------ Data shown

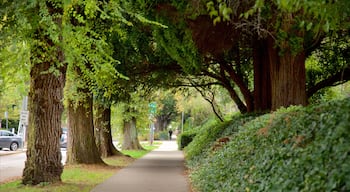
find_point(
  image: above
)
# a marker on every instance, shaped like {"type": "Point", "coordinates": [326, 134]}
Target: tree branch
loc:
{"type": "Point", "coordinates": [338, 78]}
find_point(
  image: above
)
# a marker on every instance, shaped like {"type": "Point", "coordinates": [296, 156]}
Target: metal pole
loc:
{"type": "Point", "coordinates": [182, 122]}
{"type": "Point", "coordinates": [7, 119]}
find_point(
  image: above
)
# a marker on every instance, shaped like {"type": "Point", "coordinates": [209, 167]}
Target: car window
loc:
{"type": "Point", "coordinates": [3, 133]}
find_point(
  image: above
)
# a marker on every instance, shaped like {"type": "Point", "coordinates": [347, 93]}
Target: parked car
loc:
{"type": "Point", "coordinates": [64, 136]}
{"type": "Point", "coordinates": [10, 140]}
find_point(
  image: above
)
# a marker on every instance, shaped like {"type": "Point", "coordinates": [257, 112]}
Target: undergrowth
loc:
{"type": "Point", "coordinates": [293, 149]}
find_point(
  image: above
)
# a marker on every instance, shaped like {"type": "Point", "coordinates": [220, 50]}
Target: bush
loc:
{"type": "Point", "coordinates": [185, 138]}
{"type": "Point", "coordinates": [294, 149]}
{"type": "Point", "coordinates": [163, 135]}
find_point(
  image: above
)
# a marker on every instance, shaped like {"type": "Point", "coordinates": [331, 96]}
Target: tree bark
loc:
{"type": "Point", "coordinates": [162, 122]}
{"type": "Point", "coordinates": [262, 80]}
{"type": "Point", "coordinates": [43, 163]}
{"type": "Point", "coordinates": [81, 147]}
{"type": "Point", "coordinates": [130, 141]}
{"type": "Point", "coordinates": [103, 134]}
{"type": "Point", "coordinates": [288, 77]}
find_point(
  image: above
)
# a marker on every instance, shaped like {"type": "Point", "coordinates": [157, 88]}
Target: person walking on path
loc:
{"type": "Point", "coordinates": [170, 134]}
{"type": "Point", "coordinates": [160, 170]}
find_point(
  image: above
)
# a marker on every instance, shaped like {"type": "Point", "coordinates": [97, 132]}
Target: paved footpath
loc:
{"type": "Point", "coordinates": [161, 170]}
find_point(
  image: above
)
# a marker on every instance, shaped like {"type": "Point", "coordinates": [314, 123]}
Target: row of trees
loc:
{"type": "Point", "coordinates": [257, 50]}
{"type": "Point", "coordinates": [91, 54]}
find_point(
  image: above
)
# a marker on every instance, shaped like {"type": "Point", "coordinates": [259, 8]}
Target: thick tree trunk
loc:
{"type": "Point", "coordinates": [43, 163]}
{"type": "Point", "coordinates": [103, 134]}
{"type": "Point", "coordinates": [82, 148]}
{"type": "Point", "coordinates": [288, 77]}
{"type": "Point", "coordinates": [130, 141]}
{"type": "Point", "coordinates": [262, 80]}
{"type": "Point", "coordinates": [162, 122]}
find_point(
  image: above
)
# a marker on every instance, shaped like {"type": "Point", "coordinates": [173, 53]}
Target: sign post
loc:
{"type": "Point", "coordinates": [152, 108]}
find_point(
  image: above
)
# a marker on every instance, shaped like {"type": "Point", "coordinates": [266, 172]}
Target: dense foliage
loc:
{"type": "Point", "coordinates": [294, 149]}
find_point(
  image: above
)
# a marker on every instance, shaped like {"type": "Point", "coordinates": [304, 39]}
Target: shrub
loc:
{"type": "Point", "coordinates": [185, 138]}
{"type": "Point", "coordinates": [294, 149]}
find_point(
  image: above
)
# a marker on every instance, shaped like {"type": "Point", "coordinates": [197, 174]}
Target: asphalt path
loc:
{"type": "Point", "coordinates": [12, 163]}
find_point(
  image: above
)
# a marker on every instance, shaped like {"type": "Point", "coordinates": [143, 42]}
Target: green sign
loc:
{"type": "Point", "coordinates": [152, 108]}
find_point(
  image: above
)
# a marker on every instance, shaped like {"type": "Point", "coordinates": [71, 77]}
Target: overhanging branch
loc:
{"type": "Point", "coordinates": [338, 78]}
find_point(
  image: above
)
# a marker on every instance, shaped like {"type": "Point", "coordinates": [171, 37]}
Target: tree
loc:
{"type": "Point", "coordinates": [103, 132]}
{"type": "Point", "coordinates": [273, 38]}
{"type": "Point", "coordinates": [47, 74]}
{"type": "Point", "coordinates": [167, 111]}
{"type": "Point", "coordinates": [88, 57]}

------------

### Given request
Copy the records above exactly. The pictures are not part of the copy.

### Response
find_point(
  image: above
)
# a marker on every instance, shaped like {"type": "Point", "coordinates": [326, 134]}
Target: tree branch
loc:
{"type": "Point", "coordinates": [338, 78]}
find_point(
  image: above
)
# a marker on every instance, shaped like {"type": "Point", "coordinates": [296, 156]}
Target: metal pole
loc:
{"type": "Point", "coordinates": [182, 122]}
{"type": "Point", "coordinates": [7, 119]}
find_point(
  image: above
)
# a marker on every instance, shaped like {"type": "Point", "coordinates": [209, 167]}
Target: car window
loc:
{"type": "Point", "coordinates": [3, 133]}
find_point(
  image: above
)
# a marker on every instance, shaped like {"type": "Point", "coordinates": [347, 93]}
Target: parked car
loc:
{"type": "Point", "coordinates": [64, 136]}
{"type": "Point", "coordinates": [10, 140]}
find_point(
  image: above
)
# a marker on every instance, shaped like {"type": "Point", "coordinates": [257, 112]}
Target: undergrowth
loc:
{"type": "Point", "coordinates": [293, 149]}
find_point(
  image: above
)
# a marker on every instance, shaped like {"type": "Point", "coordinates": [220, 50]}
Target: bush
loc:
{"type": "Point", "coordinates": [185, 138]}
{"type": "Point", "coordinates": [294, 149]}
{"type": "Point", "coordinates": [163, 135]}
find_point(
  image: above
)
# a marker on every instance, shaped like {"type": "Point", "coordinates": [331, 96]}
Target: tree bark
loc:
{"type": "Point", "coordinates": [162, 122]}
{"type": "Point", "coordinates": [262, 80]}
{"type": "Point", "coordinates": [43, 163]}
{"type": "Point", "coordinates": [81, 147]}
{"type": "Point", "coordinates": [130, 141]}
{"type": "Point", "coordinates": [103, 134]}
{"type": "Point", "coordinates": [288, 77]}
find_point(
  image: above
)
# a marker on every instance, shaped like {"type": "Point", "coordinates": [157, 88]}
Target: person walking on path
loc:
{"type": "Point", "coordinates": [170, 134]}
{"type": "Point", "coordinates": [160, 170]}
find_point(
  image: above
)
# a marker on every instance, shaped like {"type": "Point", "coordinates": [97, 132]}
Target: paved footpath
loc:
{"type": "Point", "coordinates": [161, 170]}
find_point(
  image: above
)
# a marker on every instance, shaped like {"type": "Point", "coordinates": [314, 123]}
Target: row of trees
loc:
{"type": "Point", "coordinates": [257, 50]}
{"type": "Point", "coordinates": [91, 54]}
find_point(
  image: above
)
# a marker on every instance, shaped like {"type": "Point", "coordinates": [259, 8]}
Target: thick tree trunk
loc:
{"type": "Point", "coordinates": [43, 163]}
{"type": "Point", "coordinates": [103, 134]}
{"type": "Point", "coordinates": [82, 148]}
{"type": "Point", "coordinates": [288, 77]}
{"type": "Point", "coordinates": [130, 141]}
{"type": "Point", "coordinates": [262, 80]}
{"type": "Point", "coordinates": [162, 122]}
find_point(
  image: above
)
# a marker on every instance, shaped like {"type": "Point", "coordinates": [173, 53]}
Target: sign post
loc:
{"type": "Point", "coordinates": [152, 108]}
find_point(
  image: above
)
# a marker on every instance, shaped like {"type": "Point", "coordinates": [266, 172]}
Target: dense foliage
loc:
{"type": "Point", "coordinates": [294, 149]}
find_point(
  image: above
)
# a marker on every instance, shaped like {"type": "Point", "coordinates": [304, 39]}
Target: shrub
loc:
{"type": "Point", "coordinates": [185, 138]}
{"type": "Point", "coordinates": [294, 149]}
find_point(
  image: above
)
# a marker on every instance, shaped like {"type": "Point", "coordinates": [197, 174]}
Target: asphalt path
loc:
{"type": "Point", "coordinates": [12, 163]}
find_point(
  image: above
)
# a marker on every instance, shaped like {"type": "Point", "coordinates": [143, 42]}
Target: green sign
loc:
{"type": "Point", "coordinates": [152, 108]}
find_point(
  image: above
)
# a marker on every instance, shaped like {"type": "Point", "coordinates": [71, 77]}
Target: overhanging branch
loc:
{"type": "Point", "coordinates": [338, 78]}
find_point(
  image: above
)
# a marker on every instance, shaped like {"type": "Point", "coordinates": [171, 37]}
Target: tree
loc:
{"type": "Point", "coordinates": [103, 132]}
{"type": "Point", "coordinates": [273, 38]}
{"type": "Point", "coordinates": [47, 74]}
{"type": "Point", "coordinates": [167, 111]}
{"type": "Point", "coordinates": [88, 57]}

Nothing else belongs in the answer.